— Begin READING TEXT —

Speed of Response to Solar Change

I think it matters to ask “How fast does temperature track solar change?”.

The essential thesis of AGW is that temperature has a long lag time. There is heat “caught in the system” somehow. Either as “back radiation” from the sky or “whatever”. ( They are a bit vague on it, and I think that vagueness is an indication of error).

SJ Intl Airport Temps vs Time Quasi Random date

SJ Intl Airport Temps vs Time

In a prior posting I was watching how the temperatures changed “over the spacial domain” around the San Jose International Airport. It looks like there is a clear and easily demonstrated Airport Heat Island.


In looking at various data about the airport thermometer at Wunderground, I thought that maybe I could look at daily data and find some “signature” of back-radiating-IR that ought to be there, but was missing. I’ve not finished that pondering yet (and feel free to suggest “possibles”… things like “Would back radiation show up as a later time of cooling in the evening after the sun has set” or “Would back radiation show up as a higher low in present data vs 1970s data”) But along the way I looked at Just One Day. Graphed above.

— End READING TEXT —
— Begin DATA PROVIDED —

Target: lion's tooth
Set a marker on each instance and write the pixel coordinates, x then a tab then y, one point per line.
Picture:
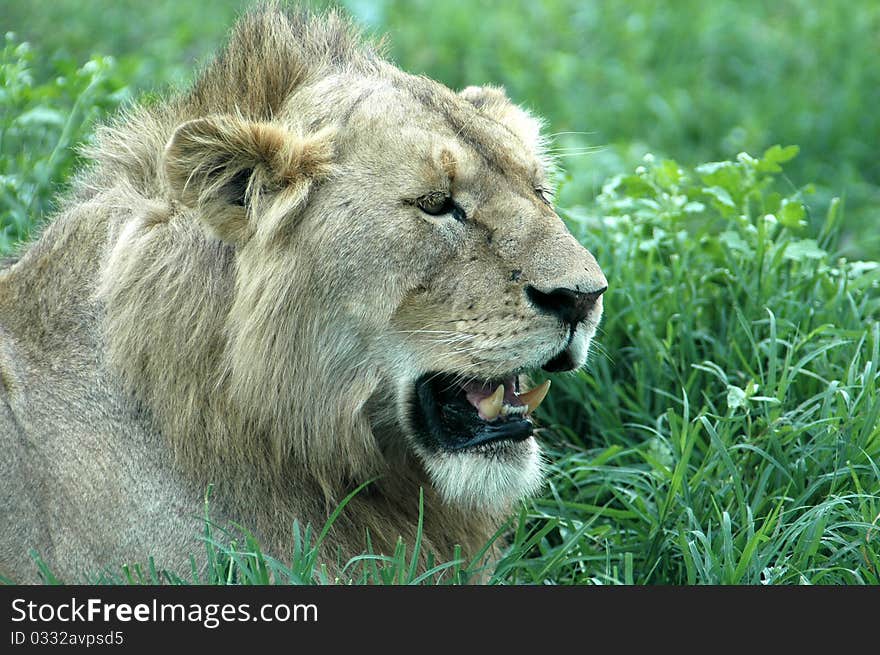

— End DATA PROVIDED —

### CHALLENGES
• a. In the post on how fast temperature tracks solar change, rewrite the paragraph beginning "The essential thesis of AGW" more briefly, keeping its main points.
• b. Translate this sentence from the post on how fast temperature tracks solar change into Spanish: "It looks like there is a clear and easily demonstrated Airport Heat Island."
• c. Continue the post on how fast temperature tracks solar change, picking up after its final sentence.

### SOLVED TASKS
• a. The core claim of AGW is that temperature has a long lag time, with heat somehow "caught in the system," possibly as "back radiation" from the sky. The writer finds its proponents vague on this and sees that vagueness as a sign of error.

• b. Parece que hay una Isla de Calor Aeroportuaria clara y fácil de demostrar.

• c.
Look at it for just a minute. The top line is temperature. The bottom line is “change from the prior hour”. Basically, did it get warmer or cooler in that hour which just passed? My thoughts were about all that “back radiation” we are told exists, and was there some clear skew in the curve of changes to indicate some persistent slowing of the loss of heat, or more rapid onset in the mornings.

Sunrise was at: 5:46 AM
Sunset was at: 8:30 PM

Which if I’ve done it right puts “High Noon” at 1:07 PM local (daylight savings time).

Looks to me like about a 1 hour lag time. For about 1 hour after first sunrise, temperatures are still low. Change is nearly nothing, but perhaps smidgen of cooling still. At 9am to 1 pm we have our maximum rate of heating and the highest temperatures come about 1 to at most 2 hours later ( 2 pm to 3 pm). But by then, the rate of heating has already rolled over. Turning to net cooling by 4 pm with the sun still well overhead and evening sun for another 4 hours. Just at an ever shallower angle with ever less net heat input to the ground. By 10 pm, just 1 1/2 hours after sunset, maximum rate of cooling has passed and we’re in a very slow very minor rate of cooling into the late night.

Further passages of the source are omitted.